_Request_:
List every line in the rows below that contains the string "leaf". Case counts.

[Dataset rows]
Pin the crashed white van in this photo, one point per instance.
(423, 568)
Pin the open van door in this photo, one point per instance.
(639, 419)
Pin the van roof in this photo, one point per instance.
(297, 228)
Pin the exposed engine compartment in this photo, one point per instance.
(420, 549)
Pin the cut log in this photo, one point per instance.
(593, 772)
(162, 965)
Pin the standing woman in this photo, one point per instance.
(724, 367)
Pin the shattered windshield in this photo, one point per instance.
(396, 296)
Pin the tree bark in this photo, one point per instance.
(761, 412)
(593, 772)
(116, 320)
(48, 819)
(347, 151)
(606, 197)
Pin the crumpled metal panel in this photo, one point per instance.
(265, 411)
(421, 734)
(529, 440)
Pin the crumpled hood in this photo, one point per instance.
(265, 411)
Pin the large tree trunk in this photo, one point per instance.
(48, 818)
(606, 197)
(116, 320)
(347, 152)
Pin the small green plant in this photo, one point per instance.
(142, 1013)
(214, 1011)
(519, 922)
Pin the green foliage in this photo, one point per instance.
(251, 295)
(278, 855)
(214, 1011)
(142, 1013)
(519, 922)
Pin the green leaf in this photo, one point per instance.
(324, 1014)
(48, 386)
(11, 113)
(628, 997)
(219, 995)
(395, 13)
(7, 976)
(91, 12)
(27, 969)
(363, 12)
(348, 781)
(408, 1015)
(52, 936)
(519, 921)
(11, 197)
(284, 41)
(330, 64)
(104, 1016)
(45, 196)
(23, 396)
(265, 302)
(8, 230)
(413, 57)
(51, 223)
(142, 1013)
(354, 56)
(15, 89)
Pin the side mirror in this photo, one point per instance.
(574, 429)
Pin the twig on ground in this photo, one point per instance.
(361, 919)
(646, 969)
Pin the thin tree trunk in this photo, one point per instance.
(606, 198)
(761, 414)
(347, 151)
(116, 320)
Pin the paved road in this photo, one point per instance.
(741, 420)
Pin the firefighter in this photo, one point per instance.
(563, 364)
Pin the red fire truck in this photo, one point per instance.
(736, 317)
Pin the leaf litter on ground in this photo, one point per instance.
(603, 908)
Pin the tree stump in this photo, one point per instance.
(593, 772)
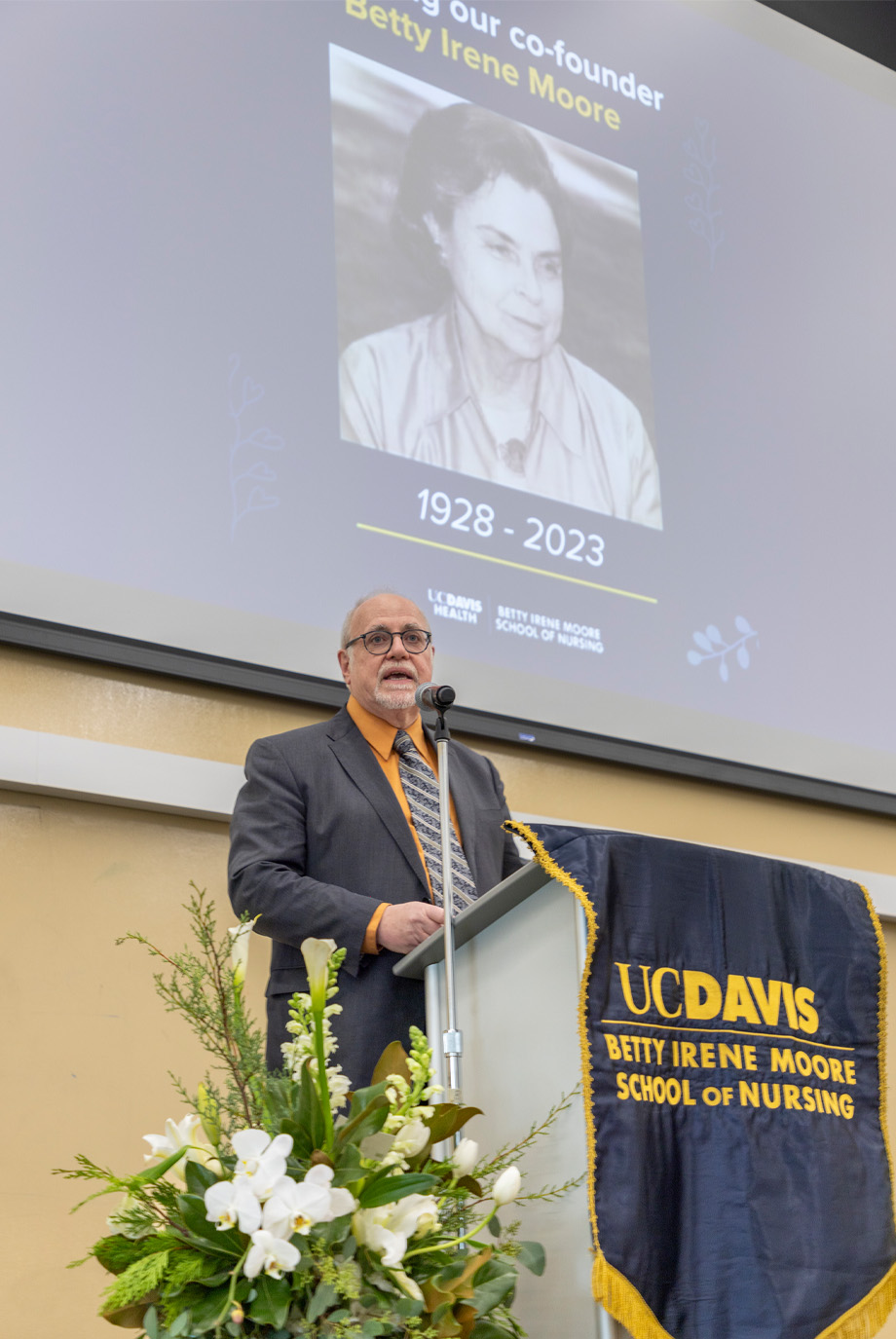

_Correct answer_:
Pin the green leaf in this photo, one point per instance.
Pin the leaf litter on ground in this photo, one point per instance.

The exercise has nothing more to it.